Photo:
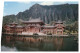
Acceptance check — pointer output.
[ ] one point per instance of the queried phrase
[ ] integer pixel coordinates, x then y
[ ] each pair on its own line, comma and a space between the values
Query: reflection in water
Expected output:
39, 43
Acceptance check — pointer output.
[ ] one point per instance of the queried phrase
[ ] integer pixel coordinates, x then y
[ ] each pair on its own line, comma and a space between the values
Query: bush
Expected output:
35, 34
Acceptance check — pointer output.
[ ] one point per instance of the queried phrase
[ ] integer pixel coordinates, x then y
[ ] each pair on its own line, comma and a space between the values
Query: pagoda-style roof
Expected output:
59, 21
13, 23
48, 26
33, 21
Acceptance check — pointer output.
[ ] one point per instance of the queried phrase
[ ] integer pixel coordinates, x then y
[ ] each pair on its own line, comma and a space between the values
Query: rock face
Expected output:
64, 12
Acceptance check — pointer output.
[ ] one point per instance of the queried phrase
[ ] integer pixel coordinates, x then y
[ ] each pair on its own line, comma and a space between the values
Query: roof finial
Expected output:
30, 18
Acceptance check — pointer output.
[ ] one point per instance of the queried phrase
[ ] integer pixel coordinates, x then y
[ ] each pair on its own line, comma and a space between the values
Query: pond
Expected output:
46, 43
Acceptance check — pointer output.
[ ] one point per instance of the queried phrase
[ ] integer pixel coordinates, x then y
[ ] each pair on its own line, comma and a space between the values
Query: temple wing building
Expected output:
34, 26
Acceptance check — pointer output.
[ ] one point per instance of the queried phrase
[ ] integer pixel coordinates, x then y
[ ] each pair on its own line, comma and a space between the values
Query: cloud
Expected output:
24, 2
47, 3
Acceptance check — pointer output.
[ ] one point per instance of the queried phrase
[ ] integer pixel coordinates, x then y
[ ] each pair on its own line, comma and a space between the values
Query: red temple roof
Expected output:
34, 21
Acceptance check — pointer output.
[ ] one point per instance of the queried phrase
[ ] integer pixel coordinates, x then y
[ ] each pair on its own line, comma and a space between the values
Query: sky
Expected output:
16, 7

+--

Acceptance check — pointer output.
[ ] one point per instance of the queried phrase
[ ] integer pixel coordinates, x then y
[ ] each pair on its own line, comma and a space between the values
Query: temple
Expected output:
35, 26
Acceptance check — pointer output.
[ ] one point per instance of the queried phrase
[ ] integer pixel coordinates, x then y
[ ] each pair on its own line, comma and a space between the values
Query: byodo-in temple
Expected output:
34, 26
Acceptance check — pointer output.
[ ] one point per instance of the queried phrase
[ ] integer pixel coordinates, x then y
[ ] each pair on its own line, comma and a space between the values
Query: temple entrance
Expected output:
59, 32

+--

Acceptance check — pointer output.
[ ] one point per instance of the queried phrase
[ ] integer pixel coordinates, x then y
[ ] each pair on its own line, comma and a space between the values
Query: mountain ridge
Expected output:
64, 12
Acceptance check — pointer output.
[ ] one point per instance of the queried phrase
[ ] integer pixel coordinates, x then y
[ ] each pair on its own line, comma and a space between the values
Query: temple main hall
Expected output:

+--

> **WHAT TO WORK ON**
Which of the lines above contain the word "roof"? Copy each of them in full.

> **RESULT OF THE TASK**
Query: pagoda-style roof
Query: roof finial
Query: red temple roof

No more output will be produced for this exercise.